The problem =
Gather every line in the items below that contains the word "velcro" and copy each of those lines in full.

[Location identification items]

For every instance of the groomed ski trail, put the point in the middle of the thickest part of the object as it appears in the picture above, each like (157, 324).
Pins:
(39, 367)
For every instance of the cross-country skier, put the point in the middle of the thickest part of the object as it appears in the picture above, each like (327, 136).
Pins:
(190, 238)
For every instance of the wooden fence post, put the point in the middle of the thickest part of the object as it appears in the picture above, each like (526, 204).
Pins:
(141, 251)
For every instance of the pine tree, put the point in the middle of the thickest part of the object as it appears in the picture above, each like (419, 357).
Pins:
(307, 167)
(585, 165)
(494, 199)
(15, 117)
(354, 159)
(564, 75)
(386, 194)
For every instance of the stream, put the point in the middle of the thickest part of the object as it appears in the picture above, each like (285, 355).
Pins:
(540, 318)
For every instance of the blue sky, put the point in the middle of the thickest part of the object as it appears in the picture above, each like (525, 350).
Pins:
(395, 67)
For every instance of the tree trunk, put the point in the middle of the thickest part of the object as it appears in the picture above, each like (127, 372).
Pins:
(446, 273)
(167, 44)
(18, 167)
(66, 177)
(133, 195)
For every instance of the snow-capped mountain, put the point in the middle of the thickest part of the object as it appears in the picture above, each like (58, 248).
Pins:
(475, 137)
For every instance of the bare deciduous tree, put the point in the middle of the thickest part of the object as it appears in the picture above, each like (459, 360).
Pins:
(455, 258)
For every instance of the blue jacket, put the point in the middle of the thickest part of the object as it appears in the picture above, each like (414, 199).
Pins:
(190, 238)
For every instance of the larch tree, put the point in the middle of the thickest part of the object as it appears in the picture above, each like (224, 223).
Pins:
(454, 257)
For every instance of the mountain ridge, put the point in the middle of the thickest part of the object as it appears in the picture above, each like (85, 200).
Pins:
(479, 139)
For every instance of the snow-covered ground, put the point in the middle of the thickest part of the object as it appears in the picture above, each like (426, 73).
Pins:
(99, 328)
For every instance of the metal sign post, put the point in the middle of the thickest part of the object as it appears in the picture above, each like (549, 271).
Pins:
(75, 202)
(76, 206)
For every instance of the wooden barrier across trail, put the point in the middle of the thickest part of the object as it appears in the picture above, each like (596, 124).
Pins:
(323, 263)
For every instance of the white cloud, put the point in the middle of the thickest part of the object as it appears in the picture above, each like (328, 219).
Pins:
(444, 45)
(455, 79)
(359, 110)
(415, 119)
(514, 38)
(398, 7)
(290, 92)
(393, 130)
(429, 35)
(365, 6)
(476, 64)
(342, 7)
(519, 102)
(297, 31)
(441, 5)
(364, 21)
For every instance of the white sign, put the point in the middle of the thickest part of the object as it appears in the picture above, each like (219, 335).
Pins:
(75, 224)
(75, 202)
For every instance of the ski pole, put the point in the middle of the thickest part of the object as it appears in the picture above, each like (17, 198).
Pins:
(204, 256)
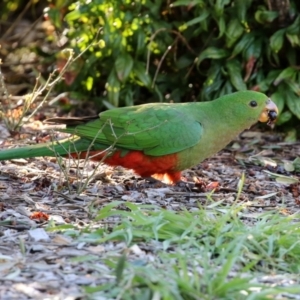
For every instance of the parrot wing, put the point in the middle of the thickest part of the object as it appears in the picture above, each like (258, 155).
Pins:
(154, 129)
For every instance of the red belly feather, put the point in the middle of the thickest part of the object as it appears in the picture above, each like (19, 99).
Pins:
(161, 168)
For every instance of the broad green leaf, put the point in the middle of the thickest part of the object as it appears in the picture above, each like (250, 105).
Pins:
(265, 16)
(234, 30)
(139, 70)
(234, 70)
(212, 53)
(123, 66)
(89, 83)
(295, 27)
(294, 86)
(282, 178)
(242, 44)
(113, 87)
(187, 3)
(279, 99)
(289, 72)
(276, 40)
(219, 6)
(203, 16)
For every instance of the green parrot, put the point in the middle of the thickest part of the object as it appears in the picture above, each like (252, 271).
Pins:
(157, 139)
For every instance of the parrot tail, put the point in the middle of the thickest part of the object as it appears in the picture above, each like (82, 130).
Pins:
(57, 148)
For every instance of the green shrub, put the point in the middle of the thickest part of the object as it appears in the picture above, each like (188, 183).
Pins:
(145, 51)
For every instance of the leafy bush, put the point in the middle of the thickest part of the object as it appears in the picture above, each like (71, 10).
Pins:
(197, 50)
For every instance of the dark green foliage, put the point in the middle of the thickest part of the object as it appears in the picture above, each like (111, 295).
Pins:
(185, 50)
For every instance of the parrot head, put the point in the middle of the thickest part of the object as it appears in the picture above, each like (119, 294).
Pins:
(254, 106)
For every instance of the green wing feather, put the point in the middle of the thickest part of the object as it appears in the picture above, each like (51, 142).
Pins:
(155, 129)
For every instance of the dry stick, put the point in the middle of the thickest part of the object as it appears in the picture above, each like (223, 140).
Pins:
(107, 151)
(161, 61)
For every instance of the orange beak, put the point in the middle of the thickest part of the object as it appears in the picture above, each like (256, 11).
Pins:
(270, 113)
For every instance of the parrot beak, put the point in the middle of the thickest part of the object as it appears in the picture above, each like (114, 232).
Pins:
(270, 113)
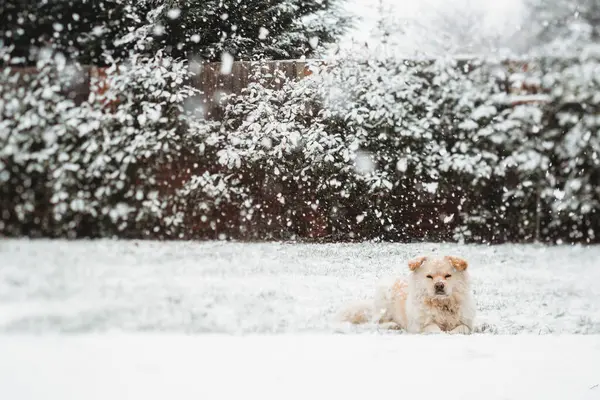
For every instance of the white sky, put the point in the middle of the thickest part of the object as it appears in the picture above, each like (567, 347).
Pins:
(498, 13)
--
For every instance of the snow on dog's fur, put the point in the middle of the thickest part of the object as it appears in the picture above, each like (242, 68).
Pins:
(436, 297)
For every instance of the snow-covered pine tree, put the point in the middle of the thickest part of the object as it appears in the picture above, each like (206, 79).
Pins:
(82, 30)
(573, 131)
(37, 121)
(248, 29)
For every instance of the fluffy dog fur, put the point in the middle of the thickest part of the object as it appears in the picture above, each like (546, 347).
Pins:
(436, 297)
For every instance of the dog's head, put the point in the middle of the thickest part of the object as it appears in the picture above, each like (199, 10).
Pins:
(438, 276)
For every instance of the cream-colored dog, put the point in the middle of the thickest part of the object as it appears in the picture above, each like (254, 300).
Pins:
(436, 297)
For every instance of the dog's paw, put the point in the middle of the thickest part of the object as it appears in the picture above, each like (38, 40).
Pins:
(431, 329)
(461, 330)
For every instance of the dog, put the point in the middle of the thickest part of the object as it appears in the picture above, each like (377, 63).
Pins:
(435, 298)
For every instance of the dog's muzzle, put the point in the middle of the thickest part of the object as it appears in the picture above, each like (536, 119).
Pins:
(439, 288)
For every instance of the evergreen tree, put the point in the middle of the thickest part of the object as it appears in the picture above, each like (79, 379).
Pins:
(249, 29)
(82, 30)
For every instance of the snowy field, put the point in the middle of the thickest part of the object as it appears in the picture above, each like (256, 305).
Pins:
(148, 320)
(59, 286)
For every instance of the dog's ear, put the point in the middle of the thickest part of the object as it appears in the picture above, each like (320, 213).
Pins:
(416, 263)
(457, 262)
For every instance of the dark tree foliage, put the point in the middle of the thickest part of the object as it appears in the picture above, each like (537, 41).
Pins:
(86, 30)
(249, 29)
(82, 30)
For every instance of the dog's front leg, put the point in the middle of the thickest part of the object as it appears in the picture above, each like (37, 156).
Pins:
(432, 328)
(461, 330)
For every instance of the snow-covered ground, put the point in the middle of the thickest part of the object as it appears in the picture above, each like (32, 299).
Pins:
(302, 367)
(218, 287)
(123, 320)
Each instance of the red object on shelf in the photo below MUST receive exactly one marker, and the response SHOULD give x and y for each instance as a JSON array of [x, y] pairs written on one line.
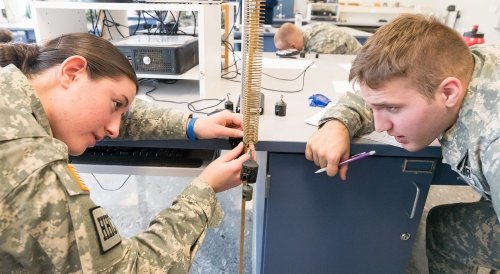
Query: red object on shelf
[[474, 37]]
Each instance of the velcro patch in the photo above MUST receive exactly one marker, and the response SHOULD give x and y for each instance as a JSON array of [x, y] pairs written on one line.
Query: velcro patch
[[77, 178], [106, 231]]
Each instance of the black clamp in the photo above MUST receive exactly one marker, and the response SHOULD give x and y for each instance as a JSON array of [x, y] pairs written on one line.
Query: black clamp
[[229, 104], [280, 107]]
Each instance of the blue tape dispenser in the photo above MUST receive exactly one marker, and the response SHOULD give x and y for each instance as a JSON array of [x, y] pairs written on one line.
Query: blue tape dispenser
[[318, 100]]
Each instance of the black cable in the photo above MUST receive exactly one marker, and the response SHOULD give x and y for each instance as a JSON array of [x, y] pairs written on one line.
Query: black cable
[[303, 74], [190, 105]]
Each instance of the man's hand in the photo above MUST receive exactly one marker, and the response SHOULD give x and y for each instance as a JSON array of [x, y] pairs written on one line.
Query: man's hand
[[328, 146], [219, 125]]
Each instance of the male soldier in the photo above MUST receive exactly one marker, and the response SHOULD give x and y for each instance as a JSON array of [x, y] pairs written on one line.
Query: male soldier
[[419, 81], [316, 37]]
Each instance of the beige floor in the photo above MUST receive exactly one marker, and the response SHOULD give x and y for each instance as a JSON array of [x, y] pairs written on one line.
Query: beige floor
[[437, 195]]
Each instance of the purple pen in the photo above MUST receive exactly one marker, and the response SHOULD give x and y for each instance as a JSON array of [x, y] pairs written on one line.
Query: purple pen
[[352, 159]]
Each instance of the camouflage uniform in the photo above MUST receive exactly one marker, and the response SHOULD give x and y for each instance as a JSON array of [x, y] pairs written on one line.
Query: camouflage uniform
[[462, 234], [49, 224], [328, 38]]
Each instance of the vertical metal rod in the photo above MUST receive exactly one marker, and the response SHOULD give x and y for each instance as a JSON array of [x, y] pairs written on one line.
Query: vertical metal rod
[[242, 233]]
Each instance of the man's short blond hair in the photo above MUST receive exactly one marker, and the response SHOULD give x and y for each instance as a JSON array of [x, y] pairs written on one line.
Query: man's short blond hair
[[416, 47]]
==
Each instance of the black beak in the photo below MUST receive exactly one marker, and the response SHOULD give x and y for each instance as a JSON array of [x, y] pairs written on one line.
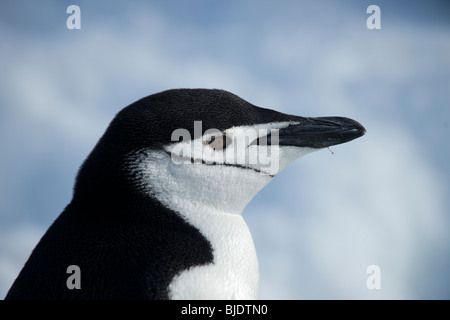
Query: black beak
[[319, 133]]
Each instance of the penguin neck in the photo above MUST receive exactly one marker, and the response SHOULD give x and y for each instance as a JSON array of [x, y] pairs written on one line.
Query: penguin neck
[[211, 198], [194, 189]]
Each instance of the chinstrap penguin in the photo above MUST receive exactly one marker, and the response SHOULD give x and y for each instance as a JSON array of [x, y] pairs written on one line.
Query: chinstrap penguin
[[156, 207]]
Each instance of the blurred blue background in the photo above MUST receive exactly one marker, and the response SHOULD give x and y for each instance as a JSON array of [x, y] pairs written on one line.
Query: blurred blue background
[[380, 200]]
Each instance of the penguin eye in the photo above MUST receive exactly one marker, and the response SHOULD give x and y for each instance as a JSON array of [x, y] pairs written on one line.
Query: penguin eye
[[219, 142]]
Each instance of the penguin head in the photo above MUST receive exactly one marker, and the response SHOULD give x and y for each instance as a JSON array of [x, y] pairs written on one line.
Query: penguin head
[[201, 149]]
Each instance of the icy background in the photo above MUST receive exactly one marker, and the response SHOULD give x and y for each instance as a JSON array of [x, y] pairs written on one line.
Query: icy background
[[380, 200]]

Response =
Each instance of the velcro patch in the photo above MUST receive exactly one marker, and the response SHOULD give x and y for each instance as a JSON array of [x, y] pairs written on one line.
Query: velcro patch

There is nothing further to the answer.